PROVIDED TEXT →
Orchestrating Feature Pipelines: Announcing the Tecton Airflow Provider
Editor's note: This post originally appeared on the Tecton blog.
Apache Airflow® is an open-source workflow management platform that data engineering teams frequently use to orchestrate ETL pipelines. Airflow serves as the central control point for data operations. For example, if you’re trying to move sales data from Salesforce to Snowflake and transform it so that it can be viewed in Tableau, and you are using many different cloud services to do that, Airflow will manage the execution of how and when each of these individual tasks can be composed together.
Tecton automatically orchestrates the compute and storage services necessary to transform data to features for production machine learning. Tecton customers already using Airflow may want to bring Tecton jobs into Airflow, so that there is a central location within the organization for every data pipeline. Depop is one such customer (you can read more about their implementation of Tecton and Airflow here). To facilitate that implementation, Tecton is excited to announce the Tecton Airflow provider!
Triggered Materialization and Monitoring
The Tecton Airflow provider is the best way to manage Tecton resources in Airflow. There are 5 ways to interact with Tecton within Airflow DAGs:
1. TectonSensor
A TectonSensor
waits for Feature View/Feature Service data to materialize. This Sensor blocks the tasks following it in an Airflow DAG until materialization jobs for the particular Feature View/Feature Service have finished. An Airflow DAG may kick off the training or re-training of a machine learning model after a TectonSensor
, or any number of other downstream tasks, the offline and online stores will now be up-to-date. Some developers using Tecton and Airflow will use 2 TectonSensor
s for each Feature Service, so that can be alerted for when the offline store and online are ready separately. TectonSensor
is often combined with TectonMaterializationOperator
or TectonFeatureTableIngestOperator
.
wait_for_feature_service_online = TectonSensor(
task_id="wait_for_fs_online",
workspace=WORKSPACE,
feature_service=FEATURE_SERVICE,
online=True,
offline=False,
)
wait_for_feature_service_offline = TectonSensor(
task_id="wait_for_fs_offline",
workspace=WORKSPACE,
feature_service=FEATURE_SERVICE,
online=False,
offline=True,
)

GIVEN RECORDS →
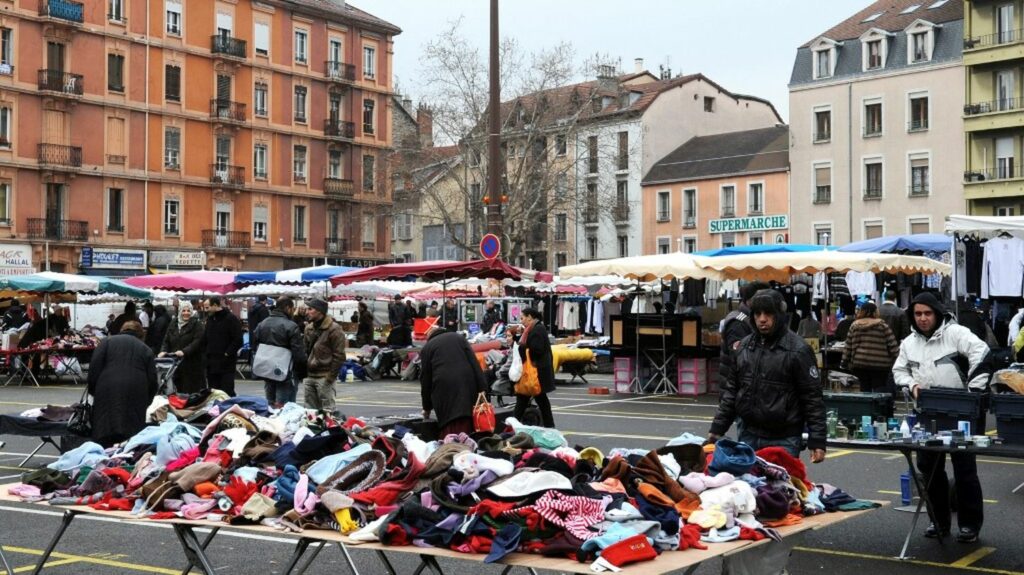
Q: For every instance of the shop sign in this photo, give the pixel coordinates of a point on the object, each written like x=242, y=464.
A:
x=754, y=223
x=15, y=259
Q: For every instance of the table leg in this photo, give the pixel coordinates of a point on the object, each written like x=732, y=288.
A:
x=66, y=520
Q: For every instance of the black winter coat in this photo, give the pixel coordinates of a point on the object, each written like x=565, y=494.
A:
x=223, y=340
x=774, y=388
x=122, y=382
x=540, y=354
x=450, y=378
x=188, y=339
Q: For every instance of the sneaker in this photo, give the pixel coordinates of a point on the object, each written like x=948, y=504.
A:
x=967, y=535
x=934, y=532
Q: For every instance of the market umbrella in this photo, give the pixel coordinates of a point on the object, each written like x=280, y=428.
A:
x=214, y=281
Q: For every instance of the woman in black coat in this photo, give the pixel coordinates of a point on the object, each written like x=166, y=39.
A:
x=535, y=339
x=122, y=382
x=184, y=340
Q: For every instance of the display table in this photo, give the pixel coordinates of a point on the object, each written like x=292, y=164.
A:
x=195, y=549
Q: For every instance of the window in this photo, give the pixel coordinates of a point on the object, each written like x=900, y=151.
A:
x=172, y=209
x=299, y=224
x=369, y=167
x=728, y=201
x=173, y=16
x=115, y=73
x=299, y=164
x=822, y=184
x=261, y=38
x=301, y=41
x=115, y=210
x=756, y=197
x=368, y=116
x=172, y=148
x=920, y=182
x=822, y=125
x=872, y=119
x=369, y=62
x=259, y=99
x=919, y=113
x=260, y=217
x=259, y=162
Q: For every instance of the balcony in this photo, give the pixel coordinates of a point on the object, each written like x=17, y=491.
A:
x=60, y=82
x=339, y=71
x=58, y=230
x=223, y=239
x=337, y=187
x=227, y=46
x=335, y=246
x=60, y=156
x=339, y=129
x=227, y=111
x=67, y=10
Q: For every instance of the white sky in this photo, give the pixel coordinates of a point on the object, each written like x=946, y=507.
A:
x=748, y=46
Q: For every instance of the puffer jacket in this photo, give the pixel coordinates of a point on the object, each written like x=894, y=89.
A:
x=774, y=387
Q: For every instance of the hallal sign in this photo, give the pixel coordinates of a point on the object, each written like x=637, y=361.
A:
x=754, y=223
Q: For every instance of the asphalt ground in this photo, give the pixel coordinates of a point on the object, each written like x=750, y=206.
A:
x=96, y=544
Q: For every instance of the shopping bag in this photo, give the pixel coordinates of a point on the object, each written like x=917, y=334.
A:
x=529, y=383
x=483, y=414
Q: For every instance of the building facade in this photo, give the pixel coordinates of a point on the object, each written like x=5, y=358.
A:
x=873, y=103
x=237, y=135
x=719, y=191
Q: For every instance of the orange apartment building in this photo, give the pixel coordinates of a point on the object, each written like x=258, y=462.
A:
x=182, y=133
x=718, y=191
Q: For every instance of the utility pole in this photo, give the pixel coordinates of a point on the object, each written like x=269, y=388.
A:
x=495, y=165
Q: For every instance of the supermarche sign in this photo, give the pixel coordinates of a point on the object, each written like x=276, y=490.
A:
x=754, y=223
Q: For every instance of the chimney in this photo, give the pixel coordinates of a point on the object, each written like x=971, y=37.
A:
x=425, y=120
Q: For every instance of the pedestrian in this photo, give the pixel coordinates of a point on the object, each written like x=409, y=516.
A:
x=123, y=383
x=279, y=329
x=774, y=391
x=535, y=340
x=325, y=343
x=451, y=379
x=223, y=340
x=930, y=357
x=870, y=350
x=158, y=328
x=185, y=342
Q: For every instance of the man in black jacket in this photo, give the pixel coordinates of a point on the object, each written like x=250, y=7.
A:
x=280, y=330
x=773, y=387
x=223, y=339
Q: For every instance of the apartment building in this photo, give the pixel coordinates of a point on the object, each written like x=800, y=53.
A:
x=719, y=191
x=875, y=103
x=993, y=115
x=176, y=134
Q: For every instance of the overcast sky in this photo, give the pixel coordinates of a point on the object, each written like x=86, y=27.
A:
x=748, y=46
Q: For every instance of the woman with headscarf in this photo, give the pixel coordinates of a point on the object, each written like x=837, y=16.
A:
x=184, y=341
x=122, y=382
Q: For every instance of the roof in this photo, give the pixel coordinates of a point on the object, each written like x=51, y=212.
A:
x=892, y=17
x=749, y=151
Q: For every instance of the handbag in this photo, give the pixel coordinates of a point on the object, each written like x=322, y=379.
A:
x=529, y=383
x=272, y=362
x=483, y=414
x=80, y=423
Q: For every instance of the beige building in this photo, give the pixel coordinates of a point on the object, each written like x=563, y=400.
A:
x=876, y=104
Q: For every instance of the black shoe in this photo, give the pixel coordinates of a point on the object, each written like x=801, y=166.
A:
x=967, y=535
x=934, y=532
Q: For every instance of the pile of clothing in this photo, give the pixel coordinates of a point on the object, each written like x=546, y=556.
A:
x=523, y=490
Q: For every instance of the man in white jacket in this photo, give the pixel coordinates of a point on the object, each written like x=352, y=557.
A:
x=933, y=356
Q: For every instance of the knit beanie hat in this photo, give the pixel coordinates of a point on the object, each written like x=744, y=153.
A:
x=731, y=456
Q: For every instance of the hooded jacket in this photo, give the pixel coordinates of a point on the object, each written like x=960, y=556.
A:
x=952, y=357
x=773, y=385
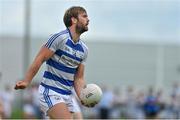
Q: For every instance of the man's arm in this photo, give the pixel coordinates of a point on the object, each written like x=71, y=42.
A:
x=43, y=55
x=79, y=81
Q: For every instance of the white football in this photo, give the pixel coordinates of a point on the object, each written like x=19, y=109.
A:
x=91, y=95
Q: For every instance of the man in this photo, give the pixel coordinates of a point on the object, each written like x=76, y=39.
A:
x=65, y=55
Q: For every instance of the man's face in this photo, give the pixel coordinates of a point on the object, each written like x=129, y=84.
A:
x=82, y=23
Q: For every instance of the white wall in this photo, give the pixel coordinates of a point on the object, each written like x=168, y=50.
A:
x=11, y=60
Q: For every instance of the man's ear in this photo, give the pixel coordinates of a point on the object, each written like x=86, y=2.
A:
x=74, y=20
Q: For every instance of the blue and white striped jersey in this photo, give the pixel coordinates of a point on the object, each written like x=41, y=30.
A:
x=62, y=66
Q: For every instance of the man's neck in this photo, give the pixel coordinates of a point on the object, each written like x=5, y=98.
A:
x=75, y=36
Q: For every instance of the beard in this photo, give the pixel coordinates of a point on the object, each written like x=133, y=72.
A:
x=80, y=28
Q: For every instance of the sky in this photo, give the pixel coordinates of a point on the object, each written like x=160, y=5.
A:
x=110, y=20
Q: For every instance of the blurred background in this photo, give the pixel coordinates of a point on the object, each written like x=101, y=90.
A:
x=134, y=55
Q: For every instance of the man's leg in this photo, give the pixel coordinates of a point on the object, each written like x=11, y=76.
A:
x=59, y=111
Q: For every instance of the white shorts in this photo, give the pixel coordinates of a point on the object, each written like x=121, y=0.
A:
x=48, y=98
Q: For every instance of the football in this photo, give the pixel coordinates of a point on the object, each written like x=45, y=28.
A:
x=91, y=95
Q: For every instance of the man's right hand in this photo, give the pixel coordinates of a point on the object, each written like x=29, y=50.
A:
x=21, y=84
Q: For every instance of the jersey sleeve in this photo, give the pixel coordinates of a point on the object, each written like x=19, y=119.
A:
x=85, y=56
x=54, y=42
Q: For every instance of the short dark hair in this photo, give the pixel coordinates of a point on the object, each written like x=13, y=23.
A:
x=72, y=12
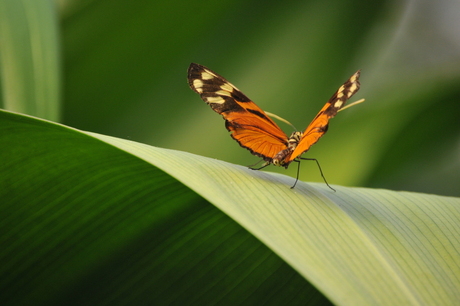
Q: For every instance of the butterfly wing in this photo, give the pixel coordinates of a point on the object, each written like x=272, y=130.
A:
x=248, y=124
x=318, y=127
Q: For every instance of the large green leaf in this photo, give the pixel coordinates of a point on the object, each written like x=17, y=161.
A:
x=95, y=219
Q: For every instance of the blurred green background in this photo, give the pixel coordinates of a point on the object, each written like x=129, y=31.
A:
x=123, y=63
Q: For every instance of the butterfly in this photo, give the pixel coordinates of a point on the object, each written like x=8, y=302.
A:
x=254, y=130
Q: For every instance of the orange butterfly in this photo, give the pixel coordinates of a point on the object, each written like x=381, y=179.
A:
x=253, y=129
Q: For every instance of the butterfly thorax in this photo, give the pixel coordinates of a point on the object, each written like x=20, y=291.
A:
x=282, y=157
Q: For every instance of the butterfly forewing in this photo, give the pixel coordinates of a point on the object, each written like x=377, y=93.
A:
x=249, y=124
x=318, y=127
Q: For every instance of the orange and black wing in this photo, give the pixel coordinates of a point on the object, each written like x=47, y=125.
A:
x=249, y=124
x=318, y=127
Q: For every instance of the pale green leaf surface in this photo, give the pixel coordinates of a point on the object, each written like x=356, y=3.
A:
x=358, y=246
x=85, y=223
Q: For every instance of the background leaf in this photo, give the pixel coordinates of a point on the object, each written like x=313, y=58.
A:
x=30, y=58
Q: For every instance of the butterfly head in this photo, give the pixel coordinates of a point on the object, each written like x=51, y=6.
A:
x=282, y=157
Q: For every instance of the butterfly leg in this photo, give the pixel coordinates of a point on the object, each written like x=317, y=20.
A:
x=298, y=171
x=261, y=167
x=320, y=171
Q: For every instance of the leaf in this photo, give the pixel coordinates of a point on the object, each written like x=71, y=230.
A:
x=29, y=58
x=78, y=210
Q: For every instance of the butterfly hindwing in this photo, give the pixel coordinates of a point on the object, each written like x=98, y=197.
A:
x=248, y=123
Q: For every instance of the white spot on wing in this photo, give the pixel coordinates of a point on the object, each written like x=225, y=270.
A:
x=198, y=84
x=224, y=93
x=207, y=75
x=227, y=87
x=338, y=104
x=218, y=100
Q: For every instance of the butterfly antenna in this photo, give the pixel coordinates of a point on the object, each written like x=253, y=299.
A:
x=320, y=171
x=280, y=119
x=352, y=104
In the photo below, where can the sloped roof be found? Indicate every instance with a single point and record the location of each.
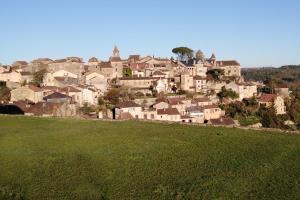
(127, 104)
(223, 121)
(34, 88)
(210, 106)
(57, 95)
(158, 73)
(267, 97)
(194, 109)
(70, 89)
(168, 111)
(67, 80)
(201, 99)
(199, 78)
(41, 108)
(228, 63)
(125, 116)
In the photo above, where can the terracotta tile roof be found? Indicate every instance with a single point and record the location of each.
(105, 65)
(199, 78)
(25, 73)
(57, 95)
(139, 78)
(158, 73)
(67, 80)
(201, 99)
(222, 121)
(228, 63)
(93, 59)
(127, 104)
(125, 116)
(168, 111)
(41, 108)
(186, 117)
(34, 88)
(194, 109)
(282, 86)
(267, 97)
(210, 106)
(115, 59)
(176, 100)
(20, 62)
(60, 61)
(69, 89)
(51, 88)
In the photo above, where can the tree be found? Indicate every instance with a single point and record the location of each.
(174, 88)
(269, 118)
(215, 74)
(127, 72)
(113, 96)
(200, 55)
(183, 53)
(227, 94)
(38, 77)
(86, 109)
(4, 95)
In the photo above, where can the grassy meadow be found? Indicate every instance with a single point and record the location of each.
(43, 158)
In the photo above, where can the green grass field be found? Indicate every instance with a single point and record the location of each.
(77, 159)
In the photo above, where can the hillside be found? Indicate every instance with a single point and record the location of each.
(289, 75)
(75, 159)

WRITTEN TASK 1 →
In the entries above, copy out word for word the lines starting with the one containing "Q: For every instance of the blurred background" and going on through the one containing "x=134, y=55".
WRITTEN TASK 2 →
Continue the post on the Tecton Airflow provider from its final line.

EXERCISE OUTPUT 1 →
Q: For every instance of the blurred background in this photo, give the pixel coordinates of a point on the object, each written like x=101, y=90.
A:
x=134, y=55

EXERCISE OUTPUT 2 →
2. TectonMaterializationOperator
Tecton will begin materializing a Feature View if the TectonMaterializationOperator
is called. By default, Tecton Feature View schedules are maintained in Tecton. Moving the materialization to Airflow, however, will allow you to maintain the schedule for every data tool in a single service and compose the operation and schedule of many data tools together in a single pipeline. Triggering materializations out of Airflow also allows you to define retry logic, error handling, and logging Tecton and other components of your pipeline all within Airflow. With this Operator, however, Tecton will still manage retries.
tecton_materialization = TectonMaterializationOperator(
task_id="trigger_tecton",
workspace=WORKSPACE,
feature_view=FEATURE_VIEW,
online=True,
offline=True,
start_time=datetime.combine(datetime.now() - timedelta(days = 1), datetime.min.time()),
end_time=datetime.combine(datetime.now(), datetime.min.time()),
)
3. TectonJobOperator
Often the previous two Tecton Airflow operators are combined, running TectonMaterializationOperator
then TectonSensor
immediately after. TectonJobOperator
combines the two, it launches a Tecton job and waits for its completion. This can be used with an additional TectonSensor
to monitor the status of an offline store and online store separately.
tecton_job = TectonJobOperator(
task_id="trigger_tecton",
workspace=WORKSPACE,
feature_view=FEATURE_VIEW,
online=False,
offline=True,
start_time=datetime.combine(datetime.now() - timedelta(days = 1), datetime.min.time()),
end_time=datetime.combine(datetime.now(), datetime.min.time()),
)
online_data_ready = TectonSensor(
task_id="wait_for_online",
workspace=WORKSPACE,
feature_view=FEATURE_VIEW,
online=True,
offline=False,
)
4. TectonFeatureTableIngestOperator
A Feature Table allows you to ingest features into Tecton that you've already transformed outside of Tecton. TectonFeatureTableIngestOperator
launches an ingestion job that can take an incoming Pandas Dataframe containing transformed feature data into Tecton. This Operator can be used if you have unpredictably arriving data but want Tecton to manage retries of jobs. If you already run Airflow pipelines that produce batch features and want to bring them to Tecton for online and/or offline serving, this Operator can be placed upstream for those pipelines and/or tasks.
tecton_trigger = TectonFeatureTableIngestOperator(
task_id="trigger_tecton",
workspace=WORKSPACE,
feature_view=FEATURE_VIEW,
online=True,
offline=True,
df_generator=generate_df,
op_args=(1, 2, 3, 4),
)
data_ready = TectonSensor(
task_id="wait_for_data",
workspace=WORKSPACE,
feature_view=FEATURE_VIEW,
online=True,
offline=True,
)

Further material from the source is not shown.